Return every record verbatim.
** Start DATA LINES **
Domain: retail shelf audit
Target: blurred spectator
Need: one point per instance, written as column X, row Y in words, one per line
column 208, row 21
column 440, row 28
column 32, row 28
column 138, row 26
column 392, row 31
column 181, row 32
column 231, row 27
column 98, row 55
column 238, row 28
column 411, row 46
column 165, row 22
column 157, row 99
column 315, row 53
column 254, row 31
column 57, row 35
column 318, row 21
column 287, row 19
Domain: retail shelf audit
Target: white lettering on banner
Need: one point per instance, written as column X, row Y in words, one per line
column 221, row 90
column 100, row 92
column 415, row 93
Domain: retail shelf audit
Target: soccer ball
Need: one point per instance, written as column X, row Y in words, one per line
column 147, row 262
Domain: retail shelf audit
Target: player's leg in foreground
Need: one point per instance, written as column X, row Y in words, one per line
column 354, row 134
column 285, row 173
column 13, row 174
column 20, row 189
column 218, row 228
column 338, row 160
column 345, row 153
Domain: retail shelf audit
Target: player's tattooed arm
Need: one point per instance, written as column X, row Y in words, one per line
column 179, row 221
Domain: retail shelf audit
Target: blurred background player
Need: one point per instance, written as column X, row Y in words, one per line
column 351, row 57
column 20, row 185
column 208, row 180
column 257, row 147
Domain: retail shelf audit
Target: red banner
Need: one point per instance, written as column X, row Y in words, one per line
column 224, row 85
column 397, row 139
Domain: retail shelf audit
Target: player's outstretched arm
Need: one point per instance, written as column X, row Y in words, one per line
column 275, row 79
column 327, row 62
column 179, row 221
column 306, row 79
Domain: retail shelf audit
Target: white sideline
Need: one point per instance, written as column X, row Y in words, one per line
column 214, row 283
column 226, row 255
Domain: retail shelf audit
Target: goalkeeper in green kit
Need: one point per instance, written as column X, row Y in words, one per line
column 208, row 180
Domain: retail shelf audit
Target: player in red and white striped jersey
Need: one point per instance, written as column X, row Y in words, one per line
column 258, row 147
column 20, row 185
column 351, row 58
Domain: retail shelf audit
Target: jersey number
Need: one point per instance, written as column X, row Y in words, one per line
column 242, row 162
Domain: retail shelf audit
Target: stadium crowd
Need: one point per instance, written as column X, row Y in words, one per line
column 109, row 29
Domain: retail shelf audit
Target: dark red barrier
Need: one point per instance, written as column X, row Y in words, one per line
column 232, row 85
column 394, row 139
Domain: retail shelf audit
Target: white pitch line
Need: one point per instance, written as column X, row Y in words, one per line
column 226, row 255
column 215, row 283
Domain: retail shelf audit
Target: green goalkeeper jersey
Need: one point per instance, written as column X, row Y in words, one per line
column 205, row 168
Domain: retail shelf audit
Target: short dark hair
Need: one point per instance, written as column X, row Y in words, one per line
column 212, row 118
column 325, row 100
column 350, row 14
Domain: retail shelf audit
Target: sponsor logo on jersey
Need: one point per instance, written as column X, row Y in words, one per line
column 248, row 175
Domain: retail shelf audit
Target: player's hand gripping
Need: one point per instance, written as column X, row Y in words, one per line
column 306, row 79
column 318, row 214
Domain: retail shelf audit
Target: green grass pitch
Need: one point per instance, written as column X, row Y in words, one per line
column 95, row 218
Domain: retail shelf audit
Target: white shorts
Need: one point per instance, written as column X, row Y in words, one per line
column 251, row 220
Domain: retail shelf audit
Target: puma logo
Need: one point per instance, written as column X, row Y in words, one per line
** End DATA LINES **
* RESPONSE FOR THIS EXERCISE:
Domain: retail shelf audit
Target: blurred spectator
Need: one point per instance, written as column X, row Y in words, one per line
column 208, row 21
column 440, row 28
column 32, row 28
column 138, row 26
column 392, row 31
column 181, row 32
column 231, row 27
column 98, row 55
column 238, row 28
column 411, row 46
column 165, row 22
column 157, row 99
column 315, row 53
column 254, row 31
column 57, row 35
column 318, row 21
column 287, row 19
Domain: retail shelf audit
Target: white lettering on banner
Need: one point per instance, written as column X, row Y in words, one per line
column 221, row 90
column 100, row 92
column 415, row 93
Domain: retail shelf audit
Target: soccer ball
Need: one point per instance, written as column X, row Y in words, one per line
column 147, row 262
Domain: retail shelf audit
Target: player's leg in foreground
Need: one point per instance, written as column X, row Y in words, one per line
column 354, row 134
column 285, row 173
column 13, row 174
column 20, row 189
column 218, row 228
column 338, row 160
column 345, row 153
Domain: retail shelf audit
Target: player's tattooed arm
Need: one point per instance, written as column X, row Y in words, one per line
column 179, row 221
Domain: retail shelf audit
Target: blurred background player
Need: one point per instance, written as column X, row Y in words, one per line
column 351, row 57
column 20, row 185
column 208, row 180
column 257, row 147
Domain: retail shelf audit
Target: red banner
Need: one point per instance, written as column X, row Y in words, one per line
column 224, row 85
column 397, row 139
Domain: retail shelf audit
Target: player's outstretched arm
Need: one point per instance, written as column X, row Y in words, one per line
column 275, row 79
column 327, row 62
column 179, row 221
column 306, row 79
Domain: retail shelf audit
Target: white sideline
Need: one point per instance, written as column X, row Y in words, one per line
column 214, row 283
column 226, row 255
Domain: retail shelf audit
Target: goalkeeper in green kit
Need: one point per instance, written as column X, row Y in words, one per line
column 208, row 180
Domain: retail shelf audit
Target: player in red and white striped jersey
Need: one point per instance, written as column X, row Y in words, one per line
column 258, row 147
column 20, row 185
column 351, row 58
Domain: retail shelf audit
Target: jersey number
Need: one point per instance, written as column X, row Y in words, one per line
column 242, row 162
Domain: retail shelf audit
Target: stadium crowd
Need: one point per instance, written as column X, row Y in words, one per line
column 109, row 29
Domain: retail shelf audit
Target: dark red barrier
Need: one point per instance, written as column X, row Y in words, one per line
column 232, row 85
column 394, row 139
Domain: retail shelf audit
Target: white pitch line
Need: one point per instance, written as column X, row Y in words, one per line
column 226, row 255
column 215, row 283
Domain: retail shelf audit
Target: green goalkeeper jersey
Need: one point per instance, written as column X, row Y in words, one per line
column 205, row 168
Domain: retail shelf audit
Target: short dark hair
Need: one point per instance, written as column X, row Y in words, one per line
column 212, row 118
column 325, row 100
column 350, row 14
Domain: retail shelf audit
Target: sponsor logo on jersey
Need: one point per instance, written as column X, row Y in words, one per line
column 248, row 175
Domain: retail shelf audit
Target: player's hand gripping
Need: one point per instance, written as column X, row Y in words, one per line
column 306, row 79
column 318, row 214
Domain: retail shelf audit
Target: green grass pitch
Need: one point per instance, written as column X, row Y in words, one per line
column 95, row 218
Domain: retail shelf audit
Target: white shorts
Need: one point per instance, written as column X, row Y in words, one per line
column 251, row 220
Domain: retail shelf audit
Target: puma logo
Need: one point per instance, written as column X, row Y in words, one per line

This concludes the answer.